Instructions to follow: Put the entries from the line containing "of the antenna" through the line containing "x=338 y=166", both included, into a JSON list of strings with one string per line and blank lines omitted. Include no other lines.

-- begin Given information --

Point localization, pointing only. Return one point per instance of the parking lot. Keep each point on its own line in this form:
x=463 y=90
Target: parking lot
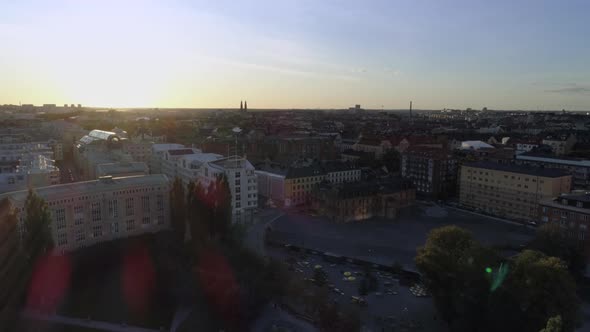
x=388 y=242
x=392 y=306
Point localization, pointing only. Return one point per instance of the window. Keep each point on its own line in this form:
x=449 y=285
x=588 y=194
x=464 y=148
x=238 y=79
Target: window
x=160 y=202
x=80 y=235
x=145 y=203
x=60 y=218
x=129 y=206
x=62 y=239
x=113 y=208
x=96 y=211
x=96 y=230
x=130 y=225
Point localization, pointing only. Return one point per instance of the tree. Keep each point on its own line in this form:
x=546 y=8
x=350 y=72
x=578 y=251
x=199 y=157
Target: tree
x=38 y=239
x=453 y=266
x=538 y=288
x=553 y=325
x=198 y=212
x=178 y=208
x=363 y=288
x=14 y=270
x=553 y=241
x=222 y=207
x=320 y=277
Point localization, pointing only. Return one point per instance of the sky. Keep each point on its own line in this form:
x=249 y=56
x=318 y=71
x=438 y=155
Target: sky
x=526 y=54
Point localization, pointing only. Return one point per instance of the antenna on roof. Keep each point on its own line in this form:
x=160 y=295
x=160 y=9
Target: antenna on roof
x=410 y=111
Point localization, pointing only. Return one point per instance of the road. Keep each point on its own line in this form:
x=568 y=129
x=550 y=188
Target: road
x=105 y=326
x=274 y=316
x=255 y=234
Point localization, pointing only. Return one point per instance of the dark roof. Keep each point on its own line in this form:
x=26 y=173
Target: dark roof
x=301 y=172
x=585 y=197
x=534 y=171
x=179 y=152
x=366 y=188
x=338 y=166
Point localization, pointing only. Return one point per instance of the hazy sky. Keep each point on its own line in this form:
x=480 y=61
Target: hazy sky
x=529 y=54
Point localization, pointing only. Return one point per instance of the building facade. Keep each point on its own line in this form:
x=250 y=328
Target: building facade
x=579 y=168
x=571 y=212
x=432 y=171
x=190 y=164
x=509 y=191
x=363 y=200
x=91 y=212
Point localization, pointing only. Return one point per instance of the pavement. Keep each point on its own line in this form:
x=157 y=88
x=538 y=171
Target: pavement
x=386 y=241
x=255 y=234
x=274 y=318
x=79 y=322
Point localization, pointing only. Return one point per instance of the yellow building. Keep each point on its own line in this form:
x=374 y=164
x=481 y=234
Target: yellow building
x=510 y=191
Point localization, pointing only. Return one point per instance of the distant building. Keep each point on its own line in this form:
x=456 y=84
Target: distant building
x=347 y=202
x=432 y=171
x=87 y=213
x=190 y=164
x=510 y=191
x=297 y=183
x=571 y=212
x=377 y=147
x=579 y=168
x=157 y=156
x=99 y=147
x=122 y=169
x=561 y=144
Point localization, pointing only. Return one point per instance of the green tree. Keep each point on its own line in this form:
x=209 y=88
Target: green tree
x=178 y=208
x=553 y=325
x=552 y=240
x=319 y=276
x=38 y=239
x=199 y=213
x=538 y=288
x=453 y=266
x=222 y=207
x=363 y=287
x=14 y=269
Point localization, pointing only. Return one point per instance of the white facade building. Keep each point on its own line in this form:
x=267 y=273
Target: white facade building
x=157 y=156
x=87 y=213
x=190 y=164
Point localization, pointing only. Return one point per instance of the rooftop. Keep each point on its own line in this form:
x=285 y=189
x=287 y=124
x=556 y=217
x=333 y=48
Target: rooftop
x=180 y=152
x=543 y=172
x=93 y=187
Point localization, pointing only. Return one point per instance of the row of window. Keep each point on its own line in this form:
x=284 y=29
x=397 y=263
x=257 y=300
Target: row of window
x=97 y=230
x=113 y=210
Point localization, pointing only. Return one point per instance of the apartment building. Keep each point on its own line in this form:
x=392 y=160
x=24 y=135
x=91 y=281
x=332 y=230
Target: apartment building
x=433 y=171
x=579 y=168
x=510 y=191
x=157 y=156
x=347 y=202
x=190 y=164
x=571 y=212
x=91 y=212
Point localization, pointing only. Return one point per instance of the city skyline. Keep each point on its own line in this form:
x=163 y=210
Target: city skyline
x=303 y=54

-- end Given information --
-- begin Given information --

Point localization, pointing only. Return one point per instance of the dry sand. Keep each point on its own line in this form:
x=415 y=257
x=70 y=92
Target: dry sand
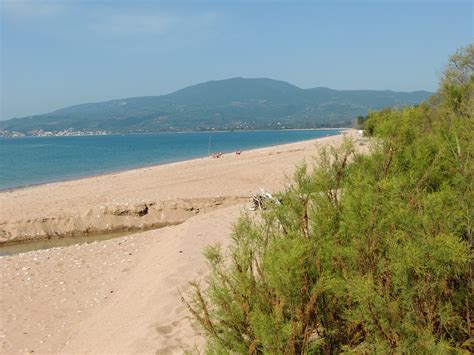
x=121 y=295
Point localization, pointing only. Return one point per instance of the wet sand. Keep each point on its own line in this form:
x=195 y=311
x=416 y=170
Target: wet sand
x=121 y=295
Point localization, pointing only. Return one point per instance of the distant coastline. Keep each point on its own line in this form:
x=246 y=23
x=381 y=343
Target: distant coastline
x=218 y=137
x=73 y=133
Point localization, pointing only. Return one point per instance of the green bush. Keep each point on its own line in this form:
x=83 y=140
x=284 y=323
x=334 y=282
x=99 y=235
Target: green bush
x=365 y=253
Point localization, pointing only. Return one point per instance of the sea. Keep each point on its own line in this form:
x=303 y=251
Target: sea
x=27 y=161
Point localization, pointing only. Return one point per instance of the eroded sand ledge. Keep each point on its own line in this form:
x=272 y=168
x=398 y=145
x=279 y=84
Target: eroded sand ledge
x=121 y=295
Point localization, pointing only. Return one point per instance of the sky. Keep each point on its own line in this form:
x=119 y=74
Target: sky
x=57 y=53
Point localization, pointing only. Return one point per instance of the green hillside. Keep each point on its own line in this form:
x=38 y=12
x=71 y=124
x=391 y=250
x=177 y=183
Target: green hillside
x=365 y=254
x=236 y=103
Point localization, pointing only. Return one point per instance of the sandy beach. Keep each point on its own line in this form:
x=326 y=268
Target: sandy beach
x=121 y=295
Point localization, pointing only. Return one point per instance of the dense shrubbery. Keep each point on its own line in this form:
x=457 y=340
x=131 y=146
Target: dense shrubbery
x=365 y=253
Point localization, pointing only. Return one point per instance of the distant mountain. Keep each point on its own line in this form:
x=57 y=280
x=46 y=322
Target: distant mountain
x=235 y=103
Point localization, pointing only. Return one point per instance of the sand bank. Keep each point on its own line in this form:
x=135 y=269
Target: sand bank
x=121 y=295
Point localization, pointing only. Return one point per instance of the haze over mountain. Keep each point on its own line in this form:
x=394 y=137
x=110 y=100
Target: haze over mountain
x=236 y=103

-- end Given information --

Solution for this task:
[
  "Point localization, pointing only. Return one point per instance of the antenna on roof. Keep each point on its own line in this form:",
  "x=160 y=295",
  "x=160 y=9",
  "Target: antenna on roof",
  "x=410 y=111",
  "Point localization, pointing only. Return one point per instance of the road. Keep each point on its own line in this form:",
  "x=568 y=129",
  "x=550 y=188",
  "Target: road",
  "x=105 y=326",
  "x=274 y=316",
  "x=255 y=234",
  "Point localization, pointing only. Return one point per instance of the dark roof. Keep each point on its own line in this form:",
  "x=26 y=173",
  "Target: dark roof",
  "x=301 y=172",
  "x=585 y=197",
  "x=534 y=171",
  "x=179 y=152",
  "x=366 y=188",
  "x=338 y=166"
]